» **Activity**
The line containing "Where can the shrub" marks the end: quote every line from the start of the records below through it, word for word.
=======
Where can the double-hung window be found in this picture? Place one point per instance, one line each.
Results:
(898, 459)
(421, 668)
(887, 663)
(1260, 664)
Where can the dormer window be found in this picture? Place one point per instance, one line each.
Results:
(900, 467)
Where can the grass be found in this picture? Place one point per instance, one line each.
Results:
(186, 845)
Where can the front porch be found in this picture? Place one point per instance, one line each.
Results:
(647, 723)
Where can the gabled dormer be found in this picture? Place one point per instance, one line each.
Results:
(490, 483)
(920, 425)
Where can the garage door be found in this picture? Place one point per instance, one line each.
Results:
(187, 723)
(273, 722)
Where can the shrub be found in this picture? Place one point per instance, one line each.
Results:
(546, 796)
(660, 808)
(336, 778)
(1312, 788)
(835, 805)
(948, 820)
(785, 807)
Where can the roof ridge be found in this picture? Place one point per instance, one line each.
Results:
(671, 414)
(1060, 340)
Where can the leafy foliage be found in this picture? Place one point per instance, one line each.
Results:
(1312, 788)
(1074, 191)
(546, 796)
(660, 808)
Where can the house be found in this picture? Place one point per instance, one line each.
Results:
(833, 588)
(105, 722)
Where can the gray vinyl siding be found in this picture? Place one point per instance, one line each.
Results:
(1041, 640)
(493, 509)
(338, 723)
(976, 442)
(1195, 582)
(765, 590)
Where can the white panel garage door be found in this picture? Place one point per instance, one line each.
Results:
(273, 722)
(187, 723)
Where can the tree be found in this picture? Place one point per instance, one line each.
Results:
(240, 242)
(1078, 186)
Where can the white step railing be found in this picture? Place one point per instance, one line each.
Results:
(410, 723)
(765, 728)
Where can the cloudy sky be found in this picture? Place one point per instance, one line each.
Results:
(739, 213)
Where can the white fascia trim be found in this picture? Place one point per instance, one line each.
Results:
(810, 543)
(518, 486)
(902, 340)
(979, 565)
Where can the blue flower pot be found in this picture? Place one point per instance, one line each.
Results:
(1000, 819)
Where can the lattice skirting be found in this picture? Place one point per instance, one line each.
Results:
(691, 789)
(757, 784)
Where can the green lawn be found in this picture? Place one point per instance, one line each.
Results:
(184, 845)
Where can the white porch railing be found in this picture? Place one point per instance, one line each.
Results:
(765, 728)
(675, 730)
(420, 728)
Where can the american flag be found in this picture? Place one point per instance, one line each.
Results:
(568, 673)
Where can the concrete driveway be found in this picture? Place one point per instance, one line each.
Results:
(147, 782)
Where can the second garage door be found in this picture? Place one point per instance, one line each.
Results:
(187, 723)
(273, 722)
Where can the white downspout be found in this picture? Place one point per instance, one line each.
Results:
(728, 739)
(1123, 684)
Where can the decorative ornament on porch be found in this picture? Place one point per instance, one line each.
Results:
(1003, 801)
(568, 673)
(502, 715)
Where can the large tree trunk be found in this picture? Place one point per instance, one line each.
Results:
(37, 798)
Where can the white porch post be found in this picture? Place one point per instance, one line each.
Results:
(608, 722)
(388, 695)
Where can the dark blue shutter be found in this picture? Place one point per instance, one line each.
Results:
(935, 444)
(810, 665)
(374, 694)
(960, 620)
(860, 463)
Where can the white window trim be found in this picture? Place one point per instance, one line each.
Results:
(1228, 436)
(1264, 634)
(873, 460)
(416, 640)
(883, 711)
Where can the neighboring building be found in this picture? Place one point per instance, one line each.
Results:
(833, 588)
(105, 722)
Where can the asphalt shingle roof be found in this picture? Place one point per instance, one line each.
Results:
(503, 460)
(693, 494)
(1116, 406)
=======
» **Reply to the task**
Where can the double-hung window be found in this picture? Place one point per instance, one line each.
Results:
(898, 459)
(421, 668)
(887, 663)
(1260, 664)
Where can the dormer window be found in this picture? Place one point per instance, one line each.
Results:
(900, 467)
Where can the grass be found in this picture? Place one point per instance, one line each.
Results:
(186, 845)
Where can the front porch be found in this picture? Place one point per instance, one line each.
Results:
(647, 723)
Where can the gabled dormer be found in this picture? Place one point per instance, one line each.
Results:
(490, 483)
(920, 425)
Where can the garage door be found in this picture? Place one point per instance, one line each.
Results:
(187, 723)
(273, 722)
Where can the shrub be found in this picture? Place one point per instance, one line each.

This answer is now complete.